**TASK OBJECTIVE:** Whatever the records hold, copy it exactly and completely.

**INPUT DATA:**
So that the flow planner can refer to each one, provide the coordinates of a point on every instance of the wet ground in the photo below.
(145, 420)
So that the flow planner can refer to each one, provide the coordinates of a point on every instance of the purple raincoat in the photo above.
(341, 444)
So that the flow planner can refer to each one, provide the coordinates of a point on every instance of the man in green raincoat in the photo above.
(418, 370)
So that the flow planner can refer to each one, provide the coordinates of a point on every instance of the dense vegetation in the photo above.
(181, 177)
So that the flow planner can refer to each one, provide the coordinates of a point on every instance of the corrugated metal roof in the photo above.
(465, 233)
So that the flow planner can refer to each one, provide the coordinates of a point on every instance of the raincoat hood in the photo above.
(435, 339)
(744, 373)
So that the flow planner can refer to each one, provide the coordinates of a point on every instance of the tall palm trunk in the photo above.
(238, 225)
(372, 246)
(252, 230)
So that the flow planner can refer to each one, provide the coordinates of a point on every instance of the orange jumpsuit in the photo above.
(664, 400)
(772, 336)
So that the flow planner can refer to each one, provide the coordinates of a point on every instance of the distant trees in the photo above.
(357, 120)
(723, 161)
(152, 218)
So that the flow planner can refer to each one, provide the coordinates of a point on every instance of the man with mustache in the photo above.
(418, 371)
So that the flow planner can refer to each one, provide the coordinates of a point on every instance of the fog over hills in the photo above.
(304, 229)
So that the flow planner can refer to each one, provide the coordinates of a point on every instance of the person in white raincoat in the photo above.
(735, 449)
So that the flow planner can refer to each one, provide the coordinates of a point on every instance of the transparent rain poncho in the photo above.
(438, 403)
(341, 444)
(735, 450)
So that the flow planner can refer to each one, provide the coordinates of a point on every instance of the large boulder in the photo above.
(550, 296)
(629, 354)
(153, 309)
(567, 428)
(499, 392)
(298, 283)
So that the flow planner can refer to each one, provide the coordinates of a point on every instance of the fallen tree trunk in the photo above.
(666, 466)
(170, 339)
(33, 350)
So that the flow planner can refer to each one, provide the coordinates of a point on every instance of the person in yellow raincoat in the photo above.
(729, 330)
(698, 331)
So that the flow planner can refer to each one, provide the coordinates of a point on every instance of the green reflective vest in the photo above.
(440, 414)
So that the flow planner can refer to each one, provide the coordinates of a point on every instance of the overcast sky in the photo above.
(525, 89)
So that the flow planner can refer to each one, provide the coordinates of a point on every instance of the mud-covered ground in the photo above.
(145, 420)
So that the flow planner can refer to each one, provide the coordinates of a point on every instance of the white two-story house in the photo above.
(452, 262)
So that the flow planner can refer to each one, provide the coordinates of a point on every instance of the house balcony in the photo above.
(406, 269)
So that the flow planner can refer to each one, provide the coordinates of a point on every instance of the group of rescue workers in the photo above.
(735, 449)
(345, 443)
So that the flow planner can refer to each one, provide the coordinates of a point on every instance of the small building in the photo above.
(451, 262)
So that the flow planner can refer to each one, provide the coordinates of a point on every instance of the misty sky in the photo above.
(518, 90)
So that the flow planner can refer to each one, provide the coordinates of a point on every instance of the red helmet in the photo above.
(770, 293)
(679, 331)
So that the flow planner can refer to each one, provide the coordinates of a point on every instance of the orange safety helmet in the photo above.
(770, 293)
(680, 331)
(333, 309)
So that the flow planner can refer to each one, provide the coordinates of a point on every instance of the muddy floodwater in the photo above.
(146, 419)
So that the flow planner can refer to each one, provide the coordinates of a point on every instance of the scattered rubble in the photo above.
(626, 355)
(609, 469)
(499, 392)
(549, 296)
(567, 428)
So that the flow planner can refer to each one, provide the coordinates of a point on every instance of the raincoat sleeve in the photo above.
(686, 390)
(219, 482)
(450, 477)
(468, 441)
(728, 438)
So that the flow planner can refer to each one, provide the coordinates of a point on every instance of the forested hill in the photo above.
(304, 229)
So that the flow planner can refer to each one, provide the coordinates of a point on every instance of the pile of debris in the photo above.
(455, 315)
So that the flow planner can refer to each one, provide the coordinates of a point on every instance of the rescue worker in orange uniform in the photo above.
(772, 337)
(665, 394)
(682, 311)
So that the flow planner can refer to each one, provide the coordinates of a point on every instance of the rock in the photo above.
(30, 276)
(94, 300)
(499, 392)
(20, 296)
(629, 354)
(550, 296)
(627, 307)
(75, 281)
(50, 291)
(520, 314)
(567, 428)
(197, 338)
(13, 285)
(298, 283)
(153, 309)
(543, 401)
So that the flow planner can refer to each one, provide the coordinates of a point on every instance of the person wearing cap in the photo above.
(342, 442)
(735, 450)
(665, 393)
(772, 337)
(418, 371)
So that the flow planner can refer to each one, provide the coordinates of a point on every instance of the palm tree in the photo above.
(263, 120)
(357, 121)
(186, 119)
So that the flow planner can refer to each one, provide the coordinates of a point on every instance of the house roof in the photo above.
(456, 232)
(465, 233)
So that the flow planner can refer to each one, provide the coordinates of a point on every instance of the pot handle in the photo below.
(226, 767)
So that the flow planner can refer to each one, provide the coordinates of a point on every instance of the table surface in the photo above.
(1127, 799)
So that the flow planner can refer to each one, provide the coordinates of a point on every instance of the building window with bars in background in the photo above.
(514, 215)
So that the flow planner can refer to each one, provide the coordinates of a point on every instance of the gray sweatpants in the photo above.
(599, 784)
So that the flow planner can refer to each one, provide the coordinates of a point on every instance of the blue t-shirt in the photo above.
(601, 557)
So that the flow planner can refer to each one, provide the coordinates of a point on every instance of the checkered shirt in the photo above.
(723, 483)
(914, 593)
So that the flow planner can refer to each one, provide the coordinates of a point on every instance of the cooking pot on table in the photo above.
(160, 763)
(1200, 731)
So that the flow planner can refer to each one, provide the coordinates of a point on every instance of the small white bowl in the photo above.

**ANSWER TO THIS EXERCISE:**
So that the flow planner can refer to each one, provide the coordinates of a point on every instance of the wet ground in the photo below.
(145, 420)
So that the flow planner can refer to each one, provide the coordinates of a point on every instance of the purple raincoat in the photo above.
(341, 444)
So that the flow planner can refer to each one, provide the coordinates of a point on every instance of the man in green raincoat in the photo above.
(418, 370)
So that the flow planner can refer to each one, provide the coordinates of a point on every instance of the dense vegetation in the photo above.
(181, 177)
So that the flow planner can refer to each one, provide the coordinates of a point on every instance of the corrugated metal roof in the photo above.
(465, 233)
So that the flow planner can refer to each one, provide the coordinates of a point on every instance of the raincoat hood in the photo above.
(435, 339)
(744, 373)
So that the flow planner can refer to each one, provide the coordinates of a point on every instance of the tall palm trunk in the photo above.
(238, 225)
(372, 246)
(252, 230)
So that the flow planner can refer to each one, provide the coordinates of a point on every instance of the orange jumpsuit in the photo above.
(664, 400)
(772, 336)
So that the flow planner can refer to each one, provide the coordinates of a point on every instance of the distant trees in the photo above.
(357, 120)
(723, 161)
(152, 218)
So that the flow planner can refer to each one, provide the coordinates of a point on every instance of the man with mustache in the photo above.
(418, 371)
So that the flow planner can refer to each one, provide the coordinates of a point on every instance of the fog over hills in the photo above.
(304, 229)
So that the flow planner can refer to each one, provide the coordinates of a point on every instance of the person in white raincoat in the photo above.
(735, 449)
So that the flow planner can refer to each one, provide the coordinates of a point on every instance of the transparent rain poncho in the photo above.
(438, 403)
(341, 444)
(735, 450)
So that the flow planner can refer to each one, provide the coordinates of a point on every instance of the large boulder in the photo above.
(550, 296)
(629, 354)
(153, 309)
(567, 428)
(499, 392)
(298, 283)
So that the flow planner can refer to each one, provide the coordinates of a point on every instance of the fallen tree trunk in the photo above.
(666, 466)
(170, 339)
(33, 350)
So that the flow planner can refer to each one, provide the coordinates of a point on every instance of the person in yellow raincoat in the photo above.
(729, 330)
(698, 331)
So that the flow planner can refer to each one, provide the coordinates of a point on every instance of the green reflective vest in the photo above.
(440, 414)
So that the flow planner can refer to each one, provide the coordinates of a point on every instance of the overcast sky in the photo above.
(525, 89)
So that the flow planner can refer to each one, provide the coordinates of a point on every instance of the mud-covered ground in the photo above.
(145, 420)
So that the flow planner can refer to each one, provide the coordinates of a point on every instance of the white two-story house in the photo above.
(452, 262)
So that the flow planner can refer to each one, provide the coordinates of a point on every instance of the house balcony in the photo above.
(406, 269)
So that the flow planner can refer to each one, provide the coordinates of a point on every instance of the group of rescue workers in the photo above.
(735, 449)
(345, 443)
So that the flow planner can refer to each one, provide the coordinates of a point on every instance of the small building in the photo above.
(451, 262)
So that the flow planner can refer to each one, provide the coordinates of a point on every instance of the misty sky in the photo above.
(518, 90)
So that the flow planner can refer to each one, provide the coordinates of a point on every instance of the red helmet in the photo above.
(770, 293)
(679, 331)
So that the flow planner can refer to each one, provide the coordinates of a point on every instance of the orange safety helmet in the photo above.
(770, 293)
(680, 331)
(333, 309)
So that the flow planner can refer to each one, provide the coordinates of a point on every instance of the muddy floodwater in the photo above.
(146, 419)
So that the flow planner can refer to each one, provide the coordinates of a point on every instance of the scattered rubble in the photo above.
(626, 355)
(609, 469)
(499, 392)
(549, 296)
(567, 428)
So that the flow planner can refer to each one, provide the coordinates of a point on every instance of the raincoat sleeve in the photo above.
(686, 390)
(219, 482)
(450, 477)
(468, 441)
(728, 438)
So that the flow planner can refer to each one, provide the coordinates of a point on every instance of the forested hill in the photo above.
(304, 229)
So that the flow planner can refer to each one, provide the coordinates of a point on every instance of the pile of debris in the photo above.
(455, 315)
So that the flow planner can refer to each one, provide the coordinates of a point on every instance of the rescue worker in orange uniform in the photo above.
(772, 337)
(665, 394)
(682, 311)
So that the flow planner can refer to each one, provide the coordinates of a point on every instance of the rock in the photo above.
(30, 276)
(94, 300)
(499, 392)
(20, 296)
(629, 354)
(550, 296)
(627, 307)
(75, 281)
(50, 291)
(520, 314)
(567, 428)
(197, 338)
(13, 285)
(298, 283)
(153, 309)
(543, 401)
So that the flow planner can refer to each one, provide the coordinates of a point on every instance of the person wearing cap in the photo above.
(342, 442)
(735, 450)
(665, 393)
(772, 337)
(418, 371)
So that the flow planner can refer to each one, provide the coordinates of a point on every instance of the palm tree in the photo above.
(263, 120)
(357, 121)
(186, 119)
So that the flow planner can refer to each one, provide the coordinates of a point on every instance of the house roof in the photo above.
(456, 232)
(465, 233)
So that the flow planner can refer to each one, provide the coordinates of a point on every instance of the pot handle in the photo below.
(226, 767)
So that the flow planner can refer to each one, provide the coordinates of a point on every instance of the table surface in the photo above.
(1127, 799)
So that the flow planner can refer to each one, provide the coordinates of a point on every instance of the building window with bars in background in the photo above.
(514, 215)
So that the flow planner can refer to each one, provide the coordinates of a point on every instance of the gray sweatpants in the photo above.
(599, 784)
So that the flow planner can refer to each one, provide the coordinates of a point on every instance of the blue t-shirt in the photo above.
(601, 557)
So that the flow planner can refer to each one, provide the coordinates of a point on every instance of the checkered shirt in the photo above.
(723, 483)
(914, 593)
So that the flow planner can refer to each one, provide the coordinates of a point on every instance of the cooking pot on table in the photo above.
(160, 763)
(1200, 731)
So that the flow planner can refer to each one, provide the coordinates of a point on every instance of the small white bowl in the photo above.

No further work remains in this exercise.